Excerpts of location labeling data:
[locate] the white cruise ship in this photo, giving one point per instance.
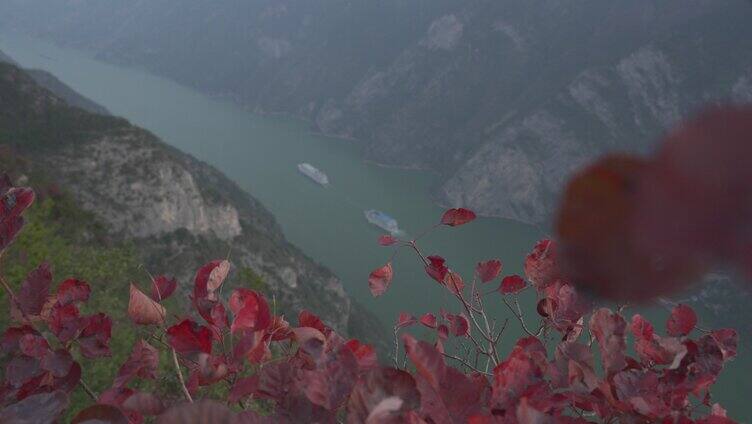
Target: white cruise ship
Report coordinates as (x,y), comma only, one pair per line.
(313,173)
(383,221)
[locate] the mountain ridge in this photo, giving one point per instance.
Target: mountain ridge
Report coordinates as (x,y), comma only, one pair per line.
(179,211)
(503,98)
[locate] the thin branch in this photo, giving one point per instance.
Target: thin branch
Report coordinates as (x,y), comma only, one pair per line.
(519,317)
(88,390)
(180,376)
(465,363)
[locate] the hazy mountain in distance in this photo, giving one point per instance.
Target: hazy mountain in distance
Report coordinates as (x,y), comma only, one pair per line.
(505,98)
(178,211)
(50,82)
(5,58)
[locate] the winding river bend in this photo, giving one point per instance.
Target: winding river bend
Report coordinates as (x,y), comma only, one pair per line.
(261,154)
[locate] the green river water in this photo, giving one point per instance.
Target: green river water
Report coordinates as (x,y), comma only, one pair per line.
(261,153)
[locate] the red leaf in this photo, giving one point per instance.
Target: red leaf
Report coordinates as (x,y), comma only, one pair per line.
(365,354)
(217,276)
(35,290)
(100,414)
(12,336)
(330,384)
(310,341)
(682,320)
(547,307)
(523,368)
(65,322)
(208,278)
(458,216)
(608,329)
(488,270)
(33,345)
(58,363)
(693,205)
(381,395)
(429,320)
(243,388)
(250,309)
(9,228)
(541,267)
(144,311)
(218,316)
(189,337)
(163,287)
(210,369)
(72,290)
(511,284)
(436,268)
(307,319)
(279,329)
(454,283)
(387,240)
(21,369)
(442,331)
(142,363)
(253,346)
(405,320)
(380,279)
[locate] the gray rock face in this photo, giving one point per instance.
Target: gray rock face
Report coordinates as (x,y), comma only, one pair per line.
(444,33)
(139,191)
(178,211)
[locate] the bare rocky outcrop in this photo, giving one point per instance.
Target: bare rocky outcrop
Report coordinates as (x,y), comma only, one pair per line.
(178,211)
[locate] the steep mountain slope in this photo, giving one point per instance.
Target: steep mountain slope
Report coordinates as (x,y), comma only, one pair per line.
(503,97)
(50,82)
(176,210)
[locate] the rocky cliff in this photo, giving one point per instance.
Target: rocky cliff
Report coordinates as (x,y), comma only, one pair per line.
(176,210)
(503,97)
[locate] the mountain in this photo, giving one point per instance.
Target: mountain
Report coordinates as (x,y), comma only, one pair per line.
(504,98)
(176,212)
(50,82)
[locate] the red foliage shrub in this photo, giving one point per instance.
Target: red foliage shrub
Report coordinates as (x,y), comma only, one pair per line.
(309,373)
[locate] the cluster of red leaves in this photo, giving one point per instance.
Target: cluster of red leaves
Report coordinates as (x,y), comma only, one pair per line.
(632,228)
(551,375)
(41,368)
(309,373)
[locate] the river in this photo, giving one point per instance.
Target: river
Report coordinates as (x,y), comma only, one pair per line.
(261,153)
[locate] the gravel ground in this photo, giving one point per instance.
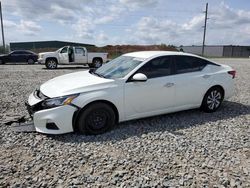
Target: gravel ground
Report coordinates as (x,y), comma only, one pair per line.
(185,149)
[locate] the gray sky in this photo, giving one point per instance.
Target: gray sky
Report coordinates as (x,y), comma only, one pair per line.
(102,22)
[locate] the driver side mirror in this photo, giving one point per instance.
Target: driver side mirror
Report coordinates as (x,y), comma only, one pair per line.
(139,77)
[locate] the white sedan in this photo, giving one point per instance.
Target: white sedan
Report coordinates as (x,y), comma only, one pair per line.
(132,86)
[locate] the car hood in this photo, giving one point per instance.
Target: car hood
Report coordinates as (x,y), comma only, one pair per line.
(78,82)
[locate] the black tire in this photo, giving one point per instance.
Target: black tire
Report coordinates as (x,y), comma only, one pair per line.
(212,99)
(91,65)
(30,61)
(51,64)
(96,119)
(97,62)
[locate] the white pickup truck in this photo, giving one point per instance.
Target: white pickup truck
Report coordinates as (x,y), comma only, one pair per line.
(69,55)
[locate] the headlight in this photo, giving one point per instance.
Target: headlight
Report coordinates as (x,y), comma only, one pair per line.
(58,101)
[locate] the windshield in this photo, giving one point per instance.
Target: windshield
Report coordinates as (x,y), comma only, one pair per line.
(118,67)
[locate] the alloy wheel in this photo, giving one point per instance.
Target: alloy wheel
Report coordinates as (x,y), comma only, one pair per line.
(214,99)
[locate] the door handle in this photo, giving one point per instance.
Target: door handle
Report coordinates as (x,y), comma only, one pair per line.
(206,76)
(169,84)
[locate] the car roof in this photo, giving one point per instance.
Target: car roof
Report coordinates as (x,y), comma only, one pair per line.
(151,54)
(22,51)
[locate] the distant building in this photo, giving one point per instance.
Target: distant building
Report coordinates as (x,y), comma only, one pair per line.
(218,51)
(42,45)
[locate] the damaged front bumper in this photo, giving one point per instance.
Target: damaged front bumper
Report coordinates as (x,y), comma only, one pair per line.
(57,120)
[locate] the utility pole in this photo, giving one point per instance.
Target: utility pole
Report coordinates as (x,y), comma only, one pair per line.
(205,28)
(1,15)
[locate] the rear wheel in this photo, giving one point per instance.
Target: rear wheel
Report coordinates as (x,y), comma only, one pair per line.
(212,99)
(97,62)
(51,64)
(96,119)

THE PROBLEM >> Copy every record above exactly, leaving out any pictures.

SOLVED EXERCISE >>
[locate] the white cruise ship in this photo, giving one point per instance.
Target: white cruise ship
Report coordinates as (x,y), comma only, one pair per line.
(313,173)
(383,221)
[locate] the mountain ridge in this photo, giving one point per instance.
Target: mountain ridge
Report coordinates as (x,y), comma only, one pair per line.
(179,211)
(503,98)
[locate] the thin branch in this photo, giving one point per instance.
Target: thin branch
Report coordinates as (x,y), comma only, one pair per line.
(519,317)
(88,390)
(180,376)
(465,363)
[locate] the hazy mountain in distance in this photo, giving one point per instance.
Target: hazy mountain in distance
Report coordinates as (x,y), comma only, one pair per line.
(505,98)
(178,211)
(50,82)
(5,58)
[locate] the winding river bend in this photo, giving one point per instance.
Target: winding river bend
Report coordinates as (x,y), comma only, one pair per line.
(261,154)
[locate] the green river water in this photo, giving one point per instance.
Target: green river water
Report coordinates as (x,y), comma only, one pair per line.
(261,153)
[locate] the red leaf in this photo, giving one point per instance.
Target: red leaf
Report coordinates as (x,y), comma only, one pair per line.
(365,354)
(217,276)
(35,290)
(100,414)
(12,336)
(330,384)
(310,341)
(682,320)
(547,307)
(523,368)
(65,322)
(208,278)
(458,216)
(608,329)
(488,270)
(33,345)
(58,363)
(693,205)
(381,395)
(429,320)
(243,388)
(250,309)
(9,228)
(541,267)
(144,311)
(218,316)
(189,337)
(163,287)
(210,369)
(72,290)
(511,284)
(436,268)
(307,319)
(279,329)
(454,283)
(387,240)
(21,369)
(442,331)
(142,363)
(253,346)
(405,320)
(380,279)
[locate] the gray rock face in this photo, giving one point per instance.
Target: gray rock face
Report coordinates as (x,y), comma only, one pair per line.
(444,33)
(139,191)
(178,211)
[locate] the bare rocky outcrop in this photo, giving one point per instance.
Target: bare rocky outcrop
Report coordinates as (x,y), comma only, one pair per line.
(178,211)
[locate] the steep mountain slope in this photo, giving one point per instance.
Target: steep mountain slope
Report coordinates as (x,y), comma only, one pair per line.
(503,97)
(50,82)
(176,210)
[locate] the rocky cliff in this photo, giving one point per instance.
Target: rocky cliff
Report coordinates as (x,y), comma only, one pair per line.
(176,210)
(503,97)
[locate] the mountain in this photo, giving one point per instance.
Target: mountain
Report coordinates as (x,y), comma only, one pair per line.
(504,98)
(176,212)
(50,82)
[locate] the red foliage shrub in this photo, giving one point per instance.
Target: red foliage shrub
Report coordinates as (x,y), comma only, one pair per line.
(309,373)
[locate] the cluster of red leaves in this photo, giving one point per instance.
Target: cluster of red leaves
Report coordinates as (x,y), comma only, one pair per line.
(632,228)
(551,375)
(41,368)
(309,373)
[locate] the river in this photo, giving one point per instance.
Target: river
Report coordinates as (x,y), comma only, one pair per line.
(261,153)
[locate] the gravel ground in this photo, giving one point per instance.
Target: gravel ground
Report coordinates as (x,y), comma only, one pair per line.
(185,149)
[locate] the gray sky in this photo, giving one point per instance.
Target: gray sky
Report coordinates as (x,y), comma only, one pair per line.
(102,22)
[locate] the driver side mirror in this photo, giving one point per instance.
Target: driver side mirror
Report coordinates as (x,y), comma only, one pair per line.
(139,77)
[locate] the white sedan in this photo, giving one point per instance.
Target: white sedan
Report coordinates as (x,y), comma only, one pair per line.
(132,86)
[locate] the car hood in this photo, giving one point per instance.
Target: car hood
Report coordinates as (x,y), comma only, one pair per line.
(78,82)
[locate] the black tire in this photo, giving one point per instance.
Target: black tire
Report coordinates as (x,y), comma only, one pair per line.
(212,99)
(91,65)
(30,61)
(51,64)
(96,119)
(97,62)
[locate] the white pickup truck in this photo, giving one point per instance.
Target: white pickup truck
Report coordinates as (x,y), comma only, one pair per line.
(69,55)
[locate] the headlight in this photo, giving one point per instance.
Target: headlight
Report coordinates as (x,y), comma only, one pair per line.
(58,101)
[locate] the windshield in this photo, giving one point per instance.
Target: windshield
Report coordinates as (x,y), comma only, one pair per line.
(118,67)
[locate] the alloy wheel in this photo, giving one point per instance.
Target: alloy wheel
Report coordinates as (x,y), comma only, one pair per line.
(214,99)
[locate] the door handle in this photo, giving one point per instance.
Target: door handle
Report coordinates as (x,y), comma only, one pair per line.
(206,76)
(169,84)
[locate] the car roof in this photo, giving one point per instance.
Target: car roof
Report coordinates as (x,y), comma only, one pair per line.
(151,54)
(22,51)
[locate] the distant building in this photo, giving one point per instance.
Target: distant building
Report coordinates as (x,y), comma only, one pair per line.
(218,51)
(42,45)
[locate] the damaged front bumper in this photo, giving one point per instance.
Target: damaged front bumper
Report coordinates as (x,y), comma only, one pair per line.
(57,120)
[locate] the utility pole in this photo, giving one point per instance.
Target: utility pole
Report coordinates as (x,y), comma only, one pair per line.
(205,28)
(1,15)
[locate] the rear wheel in this photo, giving one point per instance.
Target: rear wheel
Report coordinates as (x,y), comma only, one pair per line.
(212,99)
(97,62)
(51,64)
(96,119)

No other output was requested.